• PAGE TEXT:
— START —

# I have a Whizzer, Therefore I am.



## AntonyR (Feb 20, 2010)

First a 1942 CWC Western Flyer badged "Romel's Rod".
And secondly, a 1938 Elgin Bluebird "Warbird".


----------



## bricycle (Feb 20, 2010)

Two very rad bikes indeed. Think I like the '42 best. I have a early '60's 24" Western Flyer with a mock cantilever frame that I stuffed an H Whiz into. I's a "rat" bike I call the "Whiztern Flyer or Whiztern Fliver".


----------



## AntonyR (Feb 24, 2010)

My WF has since been dismantled, and the 3-gill frame(correctly dimpled for a Whizzer shieve), fenders w/ curved braces(as shown in the picture), and a few other misc parts from that build are available if someone wants to build a Whizzer or motorized bike. PM me if interested.


----------



## MaxGlide (Mar 11, 2010)

*brakes on front*

Hey there,

Looks like you have drum brakes on the front with the shockmaster forks. If yes, how is that working for you? Do ou find they buck  or flex backwards when you apply the brake?

thanks..... Wayne


----------



## AntonyR (Mar 12, 2010)

It depends on how hard you brake. As long as you brake smoothly, there's no buck. But yes, if you brake hard it does bounce a bit. You just have to get used to it. As far as just riding it down the street, the Shockmaster works well, but the springs really aren't rated to support the additional weight of the bike, so if you hit any real bumps, it bounces a bit then too. Not bad enough to change forks, but another thing you just get used to.


----------



## mason_man (Apr 21, 2010)

Hi AntonyR I have a 99 Whizzer with the Ne upgrades.I was wondering what all you did to keep the stock cylinder working with motor getting hot and valves seat from lifting.By the way you have some nice looking bikes


----------



## AntonyR (May 20, 2010)

— END —

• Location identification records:

— START —

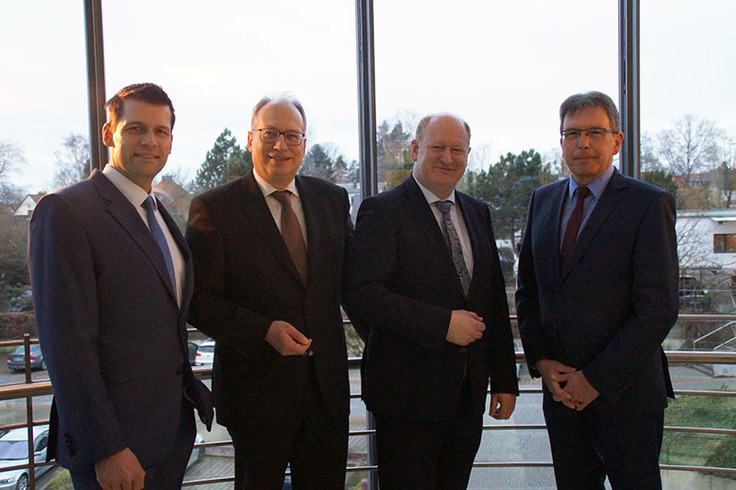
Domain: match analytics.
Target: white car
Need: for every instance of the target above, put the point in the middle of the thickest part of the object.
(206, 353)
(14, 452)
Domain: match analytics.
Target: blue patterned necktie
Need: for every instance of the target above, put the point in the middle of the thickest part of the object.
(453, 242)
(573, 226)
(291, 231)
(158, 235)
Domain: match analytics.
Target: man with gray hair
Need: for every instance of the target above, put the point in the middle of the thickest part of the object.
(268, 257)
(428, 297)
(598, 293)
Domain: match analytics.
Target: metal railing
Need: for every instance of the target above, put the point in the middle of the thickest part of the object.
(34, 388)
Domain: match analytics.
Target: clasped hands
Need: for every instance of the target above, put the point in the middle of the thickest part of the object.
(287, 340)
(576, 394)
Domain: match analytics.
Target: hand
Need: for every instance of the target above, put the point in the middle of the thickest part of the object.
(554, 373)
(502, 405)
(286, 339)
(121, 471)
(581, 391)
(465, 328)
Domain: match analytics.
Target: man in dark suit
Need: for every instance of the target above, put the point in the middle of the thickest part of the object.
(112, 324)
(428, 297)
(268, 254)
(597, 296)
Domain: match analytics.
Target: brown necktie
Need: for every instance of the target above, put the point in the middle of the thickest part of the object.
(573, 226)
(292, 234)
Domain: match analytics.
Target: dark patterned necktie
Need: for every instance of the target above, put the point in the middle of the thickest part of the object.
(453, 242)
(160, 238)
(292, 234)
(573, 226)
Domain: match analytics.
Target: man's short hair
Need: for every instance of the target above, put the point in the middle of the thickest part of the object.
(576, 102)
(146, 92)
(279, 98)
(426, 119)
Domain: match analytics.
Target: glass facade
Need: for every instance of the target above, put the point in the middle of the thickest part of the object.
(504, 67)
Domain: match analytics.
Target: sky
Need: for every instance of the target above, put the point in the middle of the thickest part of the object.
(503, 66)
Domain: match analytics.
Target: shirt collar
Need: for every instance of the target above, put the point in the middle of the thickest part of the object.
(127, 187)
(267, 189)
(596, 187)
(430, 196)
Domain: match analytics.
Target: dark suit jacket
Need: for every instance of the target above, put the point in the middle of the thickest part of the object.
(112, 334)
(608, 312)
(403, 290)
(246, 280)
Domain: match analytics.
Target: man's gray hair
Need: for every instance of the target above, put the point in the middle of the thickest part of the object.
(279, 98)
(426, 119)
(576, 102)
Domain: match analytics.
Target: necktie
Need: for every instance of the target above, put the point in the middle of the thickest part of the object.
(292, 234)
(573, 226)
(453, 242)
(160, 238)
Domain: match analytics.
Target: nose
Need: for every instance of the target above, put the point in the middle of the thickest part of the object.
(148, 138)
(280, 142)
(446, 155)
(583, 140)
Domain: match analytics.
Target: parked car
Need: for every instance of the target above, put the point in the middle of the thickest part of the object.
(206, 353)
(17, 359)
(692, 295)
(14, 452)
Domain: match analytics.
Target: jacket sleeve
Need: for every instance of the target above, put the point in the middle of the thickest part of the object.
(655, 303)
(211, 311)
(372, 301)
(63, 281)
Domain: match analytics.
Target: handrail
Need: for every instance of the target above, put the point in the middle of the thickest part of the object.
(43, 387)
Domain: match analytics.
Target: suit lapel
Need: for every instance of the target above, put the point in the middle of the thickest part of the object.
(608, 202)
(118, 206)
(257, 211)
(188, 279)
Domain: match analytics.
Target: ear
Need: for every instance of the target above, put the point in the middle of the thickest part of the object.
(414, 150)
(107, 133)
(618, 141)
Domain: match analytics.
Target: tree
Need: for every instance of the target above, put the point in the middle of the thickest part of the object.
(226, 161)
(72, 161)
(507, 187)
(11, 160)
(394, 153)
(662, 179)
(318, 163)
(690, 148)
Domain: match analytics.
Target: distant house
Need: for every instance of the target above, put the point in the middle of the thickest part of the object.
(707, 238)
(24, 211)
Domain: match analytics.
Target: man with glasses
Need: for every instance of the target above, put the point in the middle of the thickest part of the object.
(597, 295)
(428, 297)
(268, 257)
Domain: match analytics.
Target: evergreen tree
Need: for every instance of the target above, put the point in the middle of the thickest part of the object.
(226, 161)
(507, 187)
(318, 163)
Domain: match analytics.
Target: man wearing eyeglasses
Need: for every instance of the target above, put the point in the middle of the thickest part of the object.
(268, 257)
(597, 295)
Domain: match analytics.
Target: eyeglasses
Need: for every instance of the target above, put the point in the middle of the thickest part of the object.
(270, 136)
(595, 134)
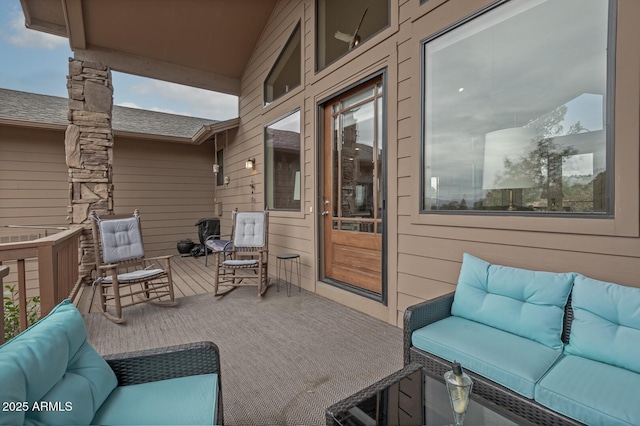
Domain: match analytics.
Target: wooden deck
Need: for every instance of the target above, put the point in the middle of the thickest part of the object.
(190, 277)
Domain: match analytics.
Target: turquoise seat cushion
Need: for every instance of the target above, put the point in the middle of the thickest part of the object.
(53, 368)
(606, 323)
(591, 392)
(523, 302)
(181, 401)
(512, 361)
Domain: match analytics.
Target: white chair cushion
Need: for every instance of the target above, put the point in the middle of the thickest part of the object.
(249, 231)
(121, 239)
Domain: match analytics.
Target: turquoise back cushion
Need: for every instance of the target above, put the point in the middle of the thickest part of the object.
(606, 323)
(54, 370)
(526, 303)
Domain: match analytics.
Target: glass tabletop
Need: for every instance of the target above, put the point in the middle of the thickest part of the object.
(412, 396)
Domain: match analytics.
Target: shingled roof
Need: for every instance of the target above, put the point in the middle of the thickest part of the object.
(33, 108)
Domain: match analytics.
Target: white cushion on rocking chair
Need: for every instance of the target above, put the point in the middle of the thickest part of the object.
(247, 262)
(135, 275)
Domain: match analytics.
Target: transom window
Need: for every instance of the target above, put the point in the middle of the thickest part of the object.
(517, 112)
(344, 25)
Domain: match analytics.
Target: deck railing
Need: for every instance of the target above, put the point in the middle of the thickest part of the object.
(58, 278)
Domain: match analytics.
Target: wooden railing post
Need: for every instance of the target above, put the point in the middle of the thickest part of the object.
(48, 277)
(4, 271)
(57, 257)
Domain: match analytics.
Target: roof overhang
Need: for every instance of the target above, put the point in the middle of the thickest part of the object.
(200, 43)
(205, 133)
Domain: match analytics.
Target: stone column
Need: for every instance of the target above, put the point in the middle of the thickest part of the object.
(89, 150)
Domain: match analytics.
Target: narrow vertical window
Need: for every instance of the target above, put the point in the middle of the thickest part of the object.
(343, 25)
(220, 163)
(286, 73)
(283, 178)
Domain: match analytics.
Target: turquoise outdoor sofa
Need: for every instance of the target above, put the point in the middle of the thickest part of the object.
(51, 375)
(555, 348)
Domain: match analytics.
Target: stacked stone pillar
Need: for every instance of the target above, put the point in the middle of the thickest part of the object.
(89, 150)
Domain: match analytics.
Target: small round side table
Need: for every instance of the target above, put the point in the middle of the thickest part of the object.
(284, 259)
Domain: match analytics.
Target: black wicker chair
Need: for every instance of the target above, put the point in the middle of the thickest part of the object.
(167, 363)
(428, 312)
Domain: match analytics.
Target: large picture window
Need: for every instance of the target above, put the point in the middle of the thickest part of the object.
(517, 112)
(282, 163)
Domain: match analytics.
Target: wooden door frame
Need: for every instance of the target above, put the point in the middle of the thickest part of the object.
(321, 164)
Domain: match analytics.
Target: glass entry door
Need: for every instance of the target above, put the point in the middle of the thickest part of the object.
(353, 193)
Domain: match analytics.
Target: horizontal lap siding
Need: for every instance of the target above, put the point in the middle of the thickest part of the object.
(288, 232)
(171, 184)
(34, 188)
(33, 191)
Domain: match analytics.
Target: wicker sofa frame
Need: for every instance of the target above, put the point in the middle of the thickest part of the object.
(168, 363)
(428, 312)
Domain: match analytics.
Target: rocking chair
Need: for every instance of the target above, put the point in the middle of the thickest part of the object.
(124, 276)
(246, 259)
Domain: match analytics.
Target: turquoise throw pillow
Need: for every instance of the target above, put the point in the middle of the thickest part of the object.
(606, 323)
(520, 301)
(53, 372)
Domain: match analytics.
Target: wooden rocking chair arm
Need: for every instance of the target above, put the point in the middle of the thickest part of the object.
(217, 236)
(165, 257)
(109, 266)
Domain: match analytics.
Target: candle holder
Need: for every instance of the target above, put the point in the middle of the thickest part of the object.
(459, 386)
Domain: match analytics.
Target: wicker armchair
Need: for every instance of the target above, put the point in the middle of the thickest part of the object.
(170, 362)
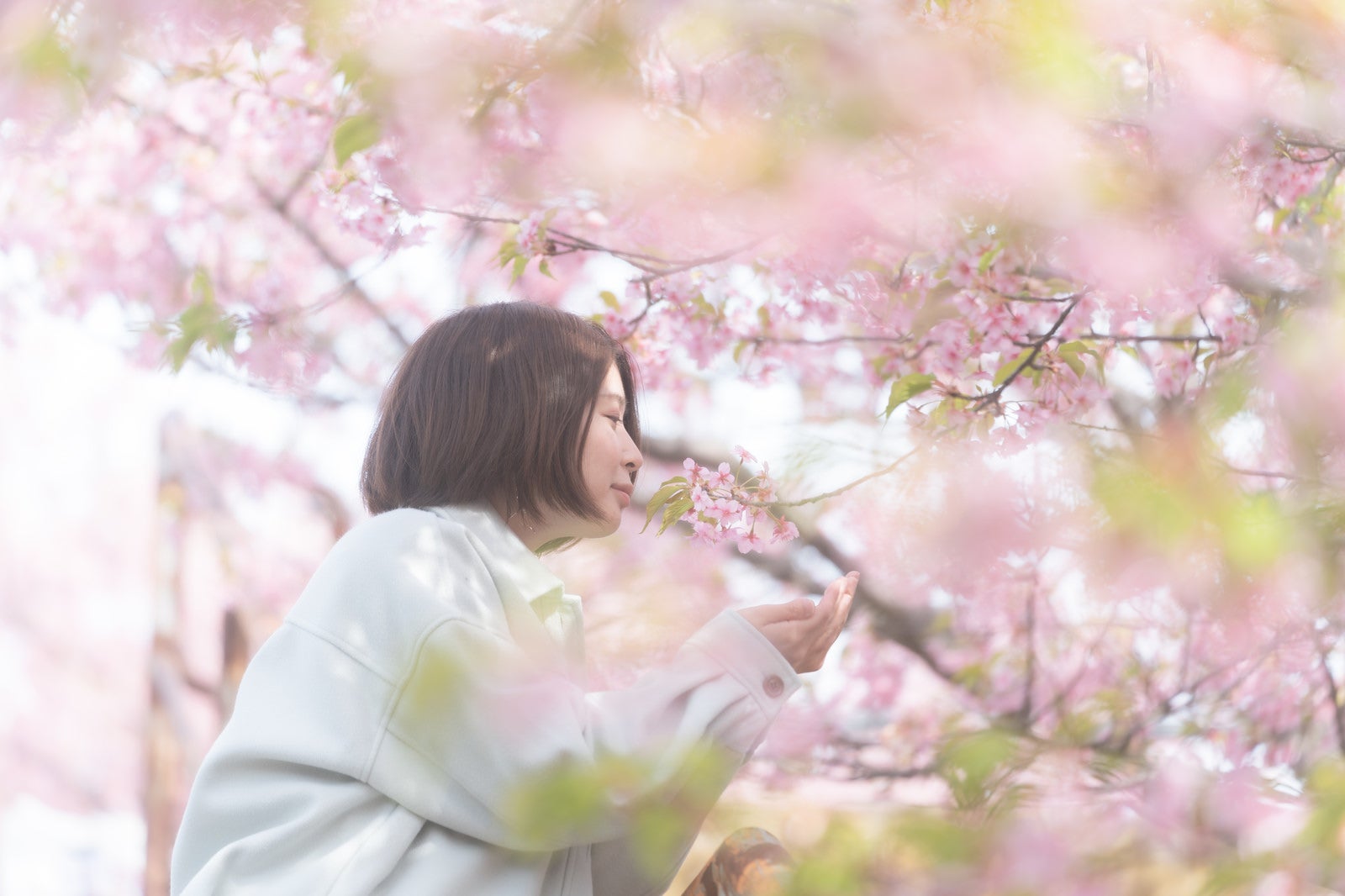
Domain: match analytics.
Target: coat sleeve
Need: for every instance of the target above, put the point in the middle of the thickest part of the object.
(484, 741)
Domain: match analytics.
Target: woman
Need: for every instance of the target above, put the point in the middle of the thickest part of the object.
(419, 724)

— END —

• EXERCISE INSTRUCTIONS:
(1) Answer these questions using the forum thread:
(a) What bike did AntonyR badge "Romel's Rod"?
(b) What names does bricycle give the "rat" bike?
(c) According to AntonyR, what kind of braking makes the front bounce?
(2) Locate and copy every line of the records that contains the string "suit". Case counts, so match only that exact capitalization.

• SOLUTIONS TO THE EXERCISE:
(1)
(a) A 1942 CWC Western Flyer.
(b) "Whiztern Flyer" or "Whiztern Fliver."
(c) Hard braking.

(2)
Target: man in dark suit
Target: dark suit jacket
Target: suit lapel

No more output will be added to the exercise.